Manipulation mentale
dans les groupes dits sectaires

(Source BULLES n° 67 - 3ème trimestre 2000 - par Delphine Guérard . psychologue clinicienne)

Sommaire

Introduction
Qu'entendons-nous par manipulation mentale ?
Le processus d'embrigadement
Les techniques de mise sous influence
Conclusion


Introduction

La notion de manipulation mentale fait l'objet d'un large débat entre spécialistes. En effet, pour les uns, elle n'existerait pas, alors que pour d'autres il s'agirait d'une réalité. Pour certains avocats et sociologues des " nouveaux mouvements
religieux "
, la manipulation mentale n'est qu'un mythe et ne serait qu'une vue de l'esprit ultra combatif d'associations qualifiées " d'anti-sectes ".

D'autres, psychologues, pensent que la manipulation mentale n'explique pas l'entrée dans une secte car celle-ci se ferait par
" soumission volontaire ". Ils précisent qu'il s'agirait d'une mise en aliénation volontaire puisque l'être humain ne peut être manipulé sans son accord.

Très complexe, la relation d'emprise ne peut se réduire à la simple idée de manipulation mentale : entre la secte et l'adepte se tisse toute une gamme de relations à l'autre où, séduit, l'adepte accepte d'être convaincu. Pour d'autres, la manipulation mentale est à la base de l'endoctrinement sectaire.

Selon le psychiatre Jean-Marie Abgrall, nous sommes tous manipulables, même si le degré de résistance à la manipulation varie selon les individus et selon les moments de la vie, et nous sommes tous manipulés que cela soit à l'école, en famille, au travail... Seulement, dans certains cas, cette manipulation se fait coercitive : l'individu perd son libre arbitre et se transforme en marionnette entre les mains du manipulateur. Selon le psychiatre, la manipulation ne se manifeste que par ses effets. Elle s'articule en trois temps selon une démarche d'approche, de séduction et de persuasion.

De son côté, Steven Hassan n'hésite pas à déclarer que les sectes pratiquent le contrôle de la pensée grâce à certains procédés qui, détournés de leurs finalités, permettent d'influencer la pensée et le comportement. Reprenant la théorie de Léon Festinger, Steven Hassan décrit plusieurs composantes de la manipulation mentale tels que le contrôle du comportement, de la faculté de réflexion, des émotions et de l'information tout en précisant que son principe est d'encourager la dépendance et la conformité.

Enfin, pour les scientifiques, des recherches sont encore à effectuer afin de valider ou d'invalider l'hypothèse de manipulation mentale. En effet, à la demande de la Cour Suprême des U.S.A, l'American Psychological Association a déclaré, dans un mémorandum daté du 11 mai 1987, que les informations étaient insuffisantes pour prendre position sur la question de la fiabilité scientifique des théories de la manipulation mentale appliquées aux " Nouveaux Mouvements Religieux ".

Qu'entendons-nous par manipulation mentale ?

Trop souvent, nous avons tendance à penser qu'un adepte aurait subi un " lavage de cerveau " pour adhérer à une secte. Selon nous, cette " théorie " explicative des adhésions aux groupes sectaires ne représente pas ce que vit réellement un adepte. La notion de lavage de cerveau déresponsabilise totalement l'adepte qui, " lessivé-rincé-éssoré " grâce aux toutes dernières techniques de lavage, ne serait qu'un vrai robot, une sorte de machine dénuée de toute émotion, de toute pensée. Seulement, la clinique nous permet de constater qu'il n'en est rien : un adepte garde une large partie de sa personnalité et reste un humain !

##########

_Tâche demandée_
Dans le texte sur la manipulation mentale, quels sont les trois temps qui, selon le psychiatre Jean-Marie Abgrall, articulent la manipulation ?

(Entrées enregistrées)
##########

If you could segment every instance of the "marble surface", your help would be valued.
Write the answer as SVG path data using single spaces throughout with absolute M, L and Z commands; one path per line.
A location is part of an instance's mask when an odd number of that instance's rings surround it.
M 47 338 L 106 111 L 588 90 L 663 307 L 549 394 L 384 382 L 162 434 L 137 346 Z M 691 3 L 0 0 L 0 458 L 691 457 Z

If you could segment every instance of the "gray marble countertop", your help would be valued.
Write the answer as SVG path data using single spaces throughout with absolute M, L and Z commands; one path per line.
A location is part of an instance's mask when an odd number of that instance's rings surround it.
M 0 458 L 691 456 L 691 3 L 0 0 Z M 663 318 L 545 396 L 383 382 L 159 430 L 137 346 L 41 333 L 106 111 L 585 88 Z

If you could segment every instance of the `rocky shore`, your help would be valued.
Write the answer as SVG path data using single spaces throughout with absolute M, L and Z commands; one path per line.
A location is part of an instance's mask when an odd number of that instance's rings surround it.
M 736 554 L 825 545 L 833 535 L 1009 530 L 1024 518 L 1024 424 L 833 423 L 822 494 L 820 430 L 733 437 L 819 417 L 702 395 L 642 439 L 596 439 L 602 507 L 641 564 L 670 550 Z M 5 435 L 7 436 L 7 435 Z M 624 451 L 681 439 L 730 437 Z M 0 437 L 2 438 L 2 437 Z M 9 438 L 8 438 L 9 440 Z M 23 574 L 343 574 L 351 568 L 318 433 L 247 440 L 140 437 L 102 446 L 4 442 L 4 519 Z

##########

_Solution proposée_
L'approche, la séduction et la persuasion.